**Instructions for the task:** Copy the lines from the one containing "Segment green spadix visible above." through the end of the entries, keeping both ends and leaving out any pictures.

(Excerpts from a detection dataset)
================================

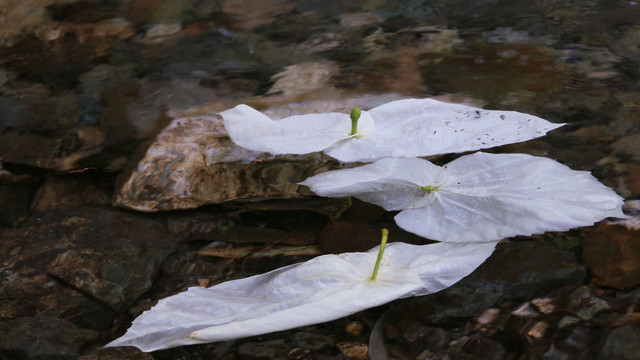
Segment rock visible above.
[0,0,63,46]
[113,116,336,211]
[567,287,610,320]
[336,341,369,360]
[0,127,104,172]
[0,316,98,359]
[598,325,640,360]
[31,176,111,212]
[0,207,175,330]
[611,26,640,61]
[340,12,383,28]
[222,0,297,31]
[582,224,640,289]
[0,163,40,226]
[268,61,338,97]
[238,339,291,360]
[291,328,334,351]
[42,18,135,65]
[390,241,585,323]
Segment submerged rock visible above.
[113,116,336,211]
[582,224,640,289]
[0,207,175,330]
[0,317,98,359]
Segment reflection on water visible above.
[0,0,640,357]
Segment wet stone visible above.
[113,116,336,211]
[567,287,610,320]
[390,241,585,323]
[238,339,291,360]
[598,325,640,360]
[291,330,333,351]
[0,207,174,330]
[0,317,98,359]
[31,176,111,212]
[582,224,640,289]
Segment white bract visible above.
[301,153,625,242]
[220,99,564,162]
[106,243,495,351]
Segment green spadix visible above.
[350,108,360,135]
[371,229,389,281]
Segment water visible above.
[0,0,640,357]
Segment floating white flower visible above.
[301,153,625,242]
[220,99,564,162]
[106,238,495,351]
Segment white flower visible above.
[220,99,564,162]
[106,239,495,351]
[301,153,625,242]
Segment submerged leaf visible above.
[301,153,625,242]
[106,239,495,351]
[220,99,563,162]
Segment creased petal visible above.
[220,105,350,155]
[369,99,564,157]
[395,153,625,242]
[107,243,495,351]
[300,158,442,211]
[302,153,625,242]
[220,99,564,162]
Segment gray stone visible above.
[0,207,175,330]
[598,325,640,360]
[0,317,98,360]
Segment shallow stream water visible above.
[0,0,640,359]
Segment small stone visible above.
[527,321,549,339]
[340,12,382,28]
[558,315,581,329]
[238,339,289,360]
[582,224,640,289]
[598,325,640,360]
[531,298,555,315]
[567,287,610,320]
[336,342,369,360]
[476,308,500,325]
[287,348,311,360]
[511,301,540,317]
[345,321,364,336]
[542,344,569,360]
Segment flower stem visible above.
[371,229,389,281]
[350,108,360,135]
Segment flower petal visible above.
[326,99,564,162]
[395,153,625,242]
[300,158,442,211]
[107,243,495,351]
[220,105,350,155]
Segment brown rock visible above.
[0,207,175,330]
[113,116,337,211]
[582,224,640,289]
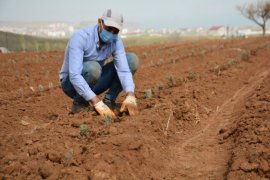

================================

**Response to the exercise:**
Segment green spadix visible above.
[350,108,360,135]
[371,229,389,281]
Segment water visible above.
[0,0,640,357]
Segment floating white flower visible above.
[301,153,625,242]
[220,99,564,162]
[106,238,495,351]
Segment white flower visible above.
[220,99,564,162]
[106,239,495,351]
[301,153,625,242]
Segment submerged leaf visible above.
[301,153,625,242]
[106,239,495,351]
[220,99,563,162]
Segment creased petal visible above.
[220,105,350,155]
[369,99,564,157]
[395,153,625,242]
[107,243,495,351]
[300,158,442,211]
[302,153,625,242]
[220,99,564,162]
Segment gray stone visible above.
[0,207,175,330]
[598,325,640,360]
[0,317,98,360]
Segment shallow stream water visible above.
[0,0,640,359]
Segment small stone visible above.
[527,321,549,339]
[340,12,382,28]
[558,315,581,329]
[238,339,289,360]
[582,224,640,289]
[598,325,640,360]
[531,298,555,315]
[567,287,610,320]
[336,342,369,360]
[476,308,500,325]
[287,348,311,360]
[511,301,540,317]
[345,321,364,336]
[542,344,569,360]
Segment flower stem visible above.
[371,229,389,281]
[350,108,360,135]
Segment flower petal visible above.
[326,99,564,162]
[395,153,625,242]
[300,158,442,211]
[107,243,495,351]
[220,105,350,155]
Segment brown rock visible above.
[0,207,175,330]
[113,116,337,211]
[582,224,640,289]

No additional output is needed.